◆ Point localization data ◆
________________________________________
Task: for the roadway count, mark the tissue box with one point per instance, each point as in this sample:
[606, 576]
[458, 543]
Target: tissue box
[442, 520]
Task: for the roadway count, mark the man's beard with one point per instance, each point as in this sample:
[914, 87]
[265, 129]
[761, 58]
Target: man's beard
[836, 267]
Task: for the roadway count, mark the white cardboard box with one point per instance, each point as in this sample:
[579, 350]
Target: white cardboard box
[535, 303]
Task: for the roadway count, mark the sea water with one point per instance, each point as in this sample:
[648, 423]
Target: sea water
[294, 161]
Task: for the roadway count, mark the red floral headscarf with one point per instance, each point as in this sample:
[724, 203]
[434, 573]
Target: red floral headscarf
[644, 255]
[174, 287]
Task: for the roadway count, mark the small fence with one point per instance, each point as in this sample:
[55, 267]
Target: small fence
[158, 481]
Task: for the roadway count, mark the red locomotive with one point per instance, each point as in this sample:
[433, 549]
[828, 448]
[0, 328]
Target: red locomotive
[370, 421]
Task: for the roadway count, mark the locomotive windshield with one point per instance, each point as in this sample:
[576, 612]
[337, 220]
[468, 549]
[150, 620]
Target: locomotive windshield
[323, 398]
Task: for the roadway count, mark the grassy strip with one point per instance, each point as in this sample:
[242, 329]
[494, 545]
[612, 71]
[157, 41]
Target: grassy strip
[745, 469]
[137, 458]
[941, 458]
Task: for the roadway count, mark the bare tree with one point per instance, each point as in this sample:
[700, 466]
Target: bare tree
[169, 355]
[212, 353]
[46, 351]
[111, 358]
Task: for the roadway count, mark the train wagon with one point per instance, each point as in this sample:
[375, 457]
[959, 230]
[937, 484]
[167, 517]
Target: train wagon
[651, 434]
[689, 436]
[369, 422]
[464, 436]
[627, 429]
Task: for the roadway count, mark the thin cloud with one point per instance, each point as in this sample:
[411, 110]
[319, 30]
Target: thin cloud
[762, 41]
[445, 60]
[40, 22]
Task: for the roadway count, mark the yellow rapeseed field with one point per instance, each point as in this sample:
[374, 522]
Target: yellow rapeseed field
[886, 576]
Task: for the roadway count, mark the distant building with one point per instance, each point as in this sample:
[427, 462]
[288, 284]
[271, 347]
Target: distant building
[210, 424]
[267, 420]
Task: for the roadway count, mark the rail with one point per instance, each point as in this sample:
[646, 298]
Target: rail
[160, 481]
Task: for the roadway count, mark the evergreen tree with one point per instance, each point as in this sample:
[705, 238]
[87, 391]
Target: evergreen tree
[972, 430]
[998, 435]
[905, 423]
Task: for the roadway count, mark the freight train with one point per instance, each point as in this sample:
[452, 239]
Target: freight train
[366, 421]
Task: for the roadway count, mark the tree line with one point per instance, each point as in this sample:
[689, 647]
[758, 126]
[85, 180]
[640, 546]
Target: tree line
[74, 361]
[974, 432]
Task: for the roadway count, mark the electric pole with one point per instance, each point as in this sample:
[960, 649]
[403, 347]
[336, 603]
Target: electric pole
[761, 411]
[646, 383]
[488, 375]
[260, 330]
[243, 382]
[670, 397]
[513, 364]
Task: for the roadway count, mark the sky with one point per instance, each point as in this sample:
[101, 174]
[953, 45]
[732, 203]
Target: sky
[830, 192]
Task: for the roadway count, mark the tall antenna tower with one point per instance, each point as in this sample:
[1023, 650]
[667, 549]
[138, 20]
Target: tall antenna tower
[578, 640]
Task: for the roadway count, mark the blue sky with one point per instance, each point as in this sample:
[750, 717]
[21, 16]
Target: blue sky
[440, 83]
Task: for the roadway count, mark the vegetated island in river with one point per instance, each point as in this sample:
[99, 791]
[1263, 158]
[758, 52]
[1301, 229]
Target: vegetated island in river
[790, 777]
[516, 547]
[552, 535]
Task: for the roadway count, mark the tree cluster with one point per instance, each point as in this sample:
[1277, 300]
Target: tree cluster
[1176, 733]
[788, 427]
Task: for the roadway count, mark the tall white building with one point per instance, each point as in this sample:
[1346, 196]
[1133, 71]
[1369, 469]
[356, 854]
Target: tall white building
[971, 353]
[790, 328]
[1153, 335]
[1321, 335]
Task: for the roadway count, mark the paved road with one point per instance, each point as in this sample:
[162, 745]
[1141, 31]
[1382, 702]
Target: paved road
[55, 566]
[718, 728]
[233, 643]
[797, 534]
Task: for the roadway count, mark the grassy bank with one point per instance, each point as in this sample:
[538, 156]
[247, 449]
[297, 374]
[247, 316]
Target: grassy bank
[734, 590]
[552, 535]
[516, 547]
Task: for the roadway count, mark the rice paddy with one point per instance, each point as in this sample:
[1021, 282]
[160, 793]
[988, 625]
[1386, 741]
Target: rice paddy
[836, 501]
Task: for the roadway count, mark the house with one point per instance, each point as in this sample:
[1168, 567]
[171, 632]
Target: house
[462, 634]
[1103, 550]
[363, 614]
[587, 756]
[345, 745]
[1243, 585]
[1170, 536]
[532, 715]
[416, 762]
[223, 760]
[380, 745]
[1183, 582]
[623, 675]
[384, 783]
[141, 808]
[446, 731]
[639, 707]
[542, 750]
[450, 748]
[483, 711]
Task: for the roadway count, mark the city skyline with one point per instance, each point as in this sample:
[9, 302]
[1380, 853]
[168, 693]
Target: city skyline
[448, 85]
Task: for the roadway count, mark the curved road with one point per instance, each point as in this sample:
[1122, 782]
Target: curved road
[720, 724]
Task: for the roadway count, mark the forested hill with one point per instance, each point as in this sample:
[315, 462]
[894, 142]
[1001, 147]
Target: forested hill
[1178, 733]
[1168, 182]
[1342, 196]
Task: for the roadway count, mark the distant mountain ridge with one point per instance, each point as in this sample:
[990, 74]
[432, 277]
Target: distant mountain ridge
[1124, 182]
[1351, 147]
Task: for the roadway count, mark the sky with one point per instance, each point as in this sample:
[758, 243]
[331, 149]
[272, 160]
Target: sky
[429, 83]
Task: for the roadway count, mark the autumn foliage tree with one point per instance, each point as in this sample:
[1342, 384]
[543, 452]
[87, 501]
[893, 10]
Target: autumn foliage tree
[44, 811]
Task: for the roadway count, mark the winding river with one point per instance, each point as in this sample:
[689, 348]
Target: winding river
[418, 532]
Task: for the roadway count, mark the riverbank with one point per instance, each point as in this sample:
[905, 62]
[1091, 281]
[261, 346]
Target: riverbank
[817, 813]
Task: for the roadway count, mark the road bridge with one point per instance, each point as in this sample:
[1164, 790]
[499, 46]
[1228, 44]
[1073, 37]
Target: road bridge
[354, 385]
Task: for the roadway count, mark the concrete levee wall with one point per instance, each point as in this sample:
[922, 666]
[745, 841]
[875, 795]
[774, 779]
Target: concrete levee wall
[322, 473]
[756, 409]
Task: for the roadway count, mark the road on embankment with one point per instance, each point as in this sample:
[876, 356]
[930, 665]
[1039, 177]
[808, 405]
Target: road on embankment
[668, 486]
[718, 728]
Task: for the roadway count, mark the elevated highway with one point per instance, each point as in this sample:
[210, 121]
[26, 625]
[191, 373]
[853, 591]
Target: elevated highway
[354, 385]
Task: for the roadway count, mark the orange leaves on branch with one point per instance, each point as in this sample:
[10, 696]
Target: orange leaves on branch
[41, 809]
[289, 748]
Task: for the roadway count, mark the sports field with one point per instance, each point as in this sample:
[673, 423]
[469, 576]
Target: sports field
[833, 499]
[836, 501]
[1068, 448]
________________________________________
◆ WHAT THIS TASK INVOLVES ◆
The answer is to be the lines from the one holding "Task: for the roadway count, mark the elevated" through the end of the data above, transcribed character for character, both ends included.

◆ PROBLEM SOLUTION ◆
Task: for the roadway count, mark the elevated highway with one point per instance, each point as in this sample:
[210, 121]
[26, 625]
[191, 373]
[853, 591]
Target: elevated highway
[354, 385]
Task: for the roadway count, mark the orange leaves on branch with one point per instance, each point as in this sample:
[10, 696]
Target: orange leaves on branch
[41, 809]
[289, 748]
Task: for the roadway count, mark the sports field with one point per instance, each point as in this sample:
[673, 423]
[469, 576]
Target: sports field
[833, 499]
[836, 501]
[1068, 448]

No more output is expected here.